───── Reading text ─────

A previous study from Mangini found that the customer service paradox relied on:

  • Customers having not experienced previous service failure.
  • That the service failure was not thought of as severe by the customer, and;
  • That the failure was largely out of the company’s control.

Even when these criteria were met, and this effect is produced, the meta-analysis found that the paradox did increase satisfaction somewhat, but didn’t impact buying intentions, word of mouth behaviour, or the brand image.

However – you still have to recover that service. Like many of the things we talk about on this blog, there’s no silver bullet out there, or in this case a convenient paradox to make it easy. But keeping customers in the fold is more important than ever, and paradox or not it’s important to get a grip on it.

Service failure and recovery is a bit of a big subject to get into here, but there’s three big things you can start thinking about this week now to make it easier.

Making amends

Words and demeanour

Too often, companies scramble to offer effusive apologise and prostrate themselves on the good will of their customers. They believe that one mistake, even if they recover from it, should be treated as fatal.

The result is customer service teams that flail from one crisis to the next. Treating every small fire as a towering inferno, and passing that sense of insecure panic on to their customers.

Knowing that your own mistakes aren’t the end of the world, and that for some customers they might even be made happier than when they initially complained, should change the mind-set to helping unhappy customers.

Approach the situation with confidence that you’re a quality provider, that you’re in control of the problem your customer has, and that you can fix it and make amends for the inconvenience. And equip your staff to carry that into their interactions with customers.

Access and actions

Your company needs dissatisfied customers talking to your recovery staff. This is to demonstrate as early as possible that you’re in control, that you can make the problem right, and that you can make repair the problem.

Service recovery hinges on being able to talk to customers, and vice versa. Customers can talk amongst themselves, they can quietly leave, they can even complain on public forums like Trustpilot.

You can try to intercept as much third-party negativity as possible, but your service recovery effort is only effective when you’re in direct contact.

───── Excerpted records ─────

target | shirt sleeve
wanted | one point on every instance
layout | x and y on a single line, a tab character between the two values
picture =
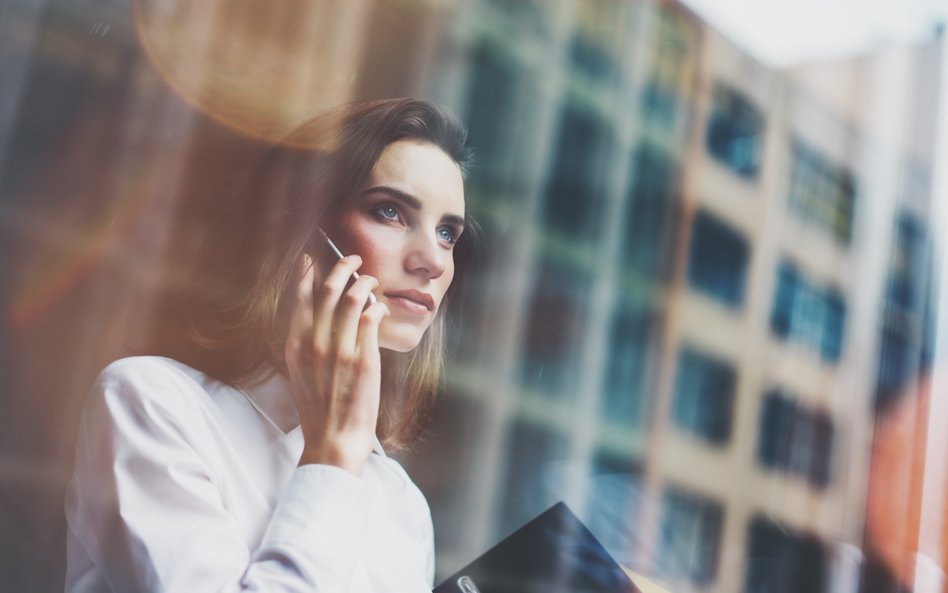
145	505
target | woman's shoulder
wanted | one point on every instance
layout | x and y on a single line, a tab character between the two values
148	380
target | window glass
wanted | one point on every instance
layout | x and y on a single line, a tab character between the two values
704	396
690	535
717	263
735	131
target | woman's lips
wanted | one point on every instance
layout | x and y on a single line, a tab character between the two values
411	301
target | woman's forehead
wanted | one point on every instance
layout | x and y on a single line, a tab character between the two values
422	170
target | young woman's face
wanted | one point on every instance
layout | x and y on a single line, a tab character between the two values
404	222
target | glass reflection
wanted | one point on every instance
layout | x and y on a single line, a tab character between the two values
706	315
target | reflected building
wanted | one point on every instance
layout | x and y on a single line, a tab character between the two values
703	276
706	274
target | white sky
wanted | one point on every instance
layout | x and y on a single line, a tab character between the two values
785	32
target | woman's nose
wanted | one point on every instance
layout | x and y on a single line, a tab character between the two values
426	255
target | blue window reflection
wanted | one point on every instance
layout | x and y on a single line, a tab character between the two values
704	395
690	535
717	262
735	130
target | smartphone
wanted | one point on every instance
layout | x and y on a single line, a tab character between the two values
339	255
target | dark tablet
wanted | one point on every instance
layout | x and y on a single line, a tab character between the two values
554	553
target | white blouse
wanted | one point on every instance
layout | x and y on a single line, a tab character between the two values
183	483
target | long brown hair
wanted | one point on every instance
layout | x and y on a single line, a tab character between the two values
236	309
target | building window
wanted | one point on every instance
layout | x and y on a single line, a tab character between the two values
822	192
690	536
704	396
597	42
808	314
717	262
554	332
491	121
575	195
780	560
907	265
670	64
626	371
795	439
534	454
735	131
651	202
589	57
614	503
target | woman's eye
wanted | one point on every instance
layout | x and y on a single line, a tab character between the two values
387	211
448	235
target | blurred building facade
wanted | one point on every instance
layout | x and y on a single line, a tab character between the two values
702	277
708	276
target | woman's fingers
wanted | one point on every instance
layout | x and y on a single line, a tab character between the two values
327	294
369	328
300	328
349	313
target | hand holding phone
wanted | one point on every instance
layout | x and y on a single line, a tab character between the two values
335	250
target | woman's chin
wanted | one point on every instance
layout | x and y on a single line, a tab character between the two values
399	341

─────

## [Tasks for this exercise]
1. According to the service recovery text, why should a company change its mind-set toward helping unhappy customers? Answer in one to three sentences.
2. From the service recovery text, extract word for word the passage starting with "Words and demeanour" and going on through "interactions with customers.".
Work only from the service recovery text, not from the material.

## [Answers for this exercise]
1. Its own mistakes are not the end of the world. Some customers might even end up happier than they were when they first complained.

2.
Words and demeanour

Too often, companies scramble to offer effusive apologise and prostrate themselves on the good will of their customers. They believe that one mistake, even if they recover from it, should be treated as fatal.

The result is customer service teams that flail from one crisis to the next. Treating every small fire as a towering inferno, and passing that sense of insecure panic on to their customers.

Knowing that your own mistakes aren’t the end of the world, and that for some customers they might even be made happier than when they initially complained, should change the mind-set to helping unhappy customers.

Approach the situation with confidence that you’re a quality provider, that you’re in control of the problem your customer has, and that you can fix it and make amends for the inconvenience. And equip your staff to carry that into their interactions with customers.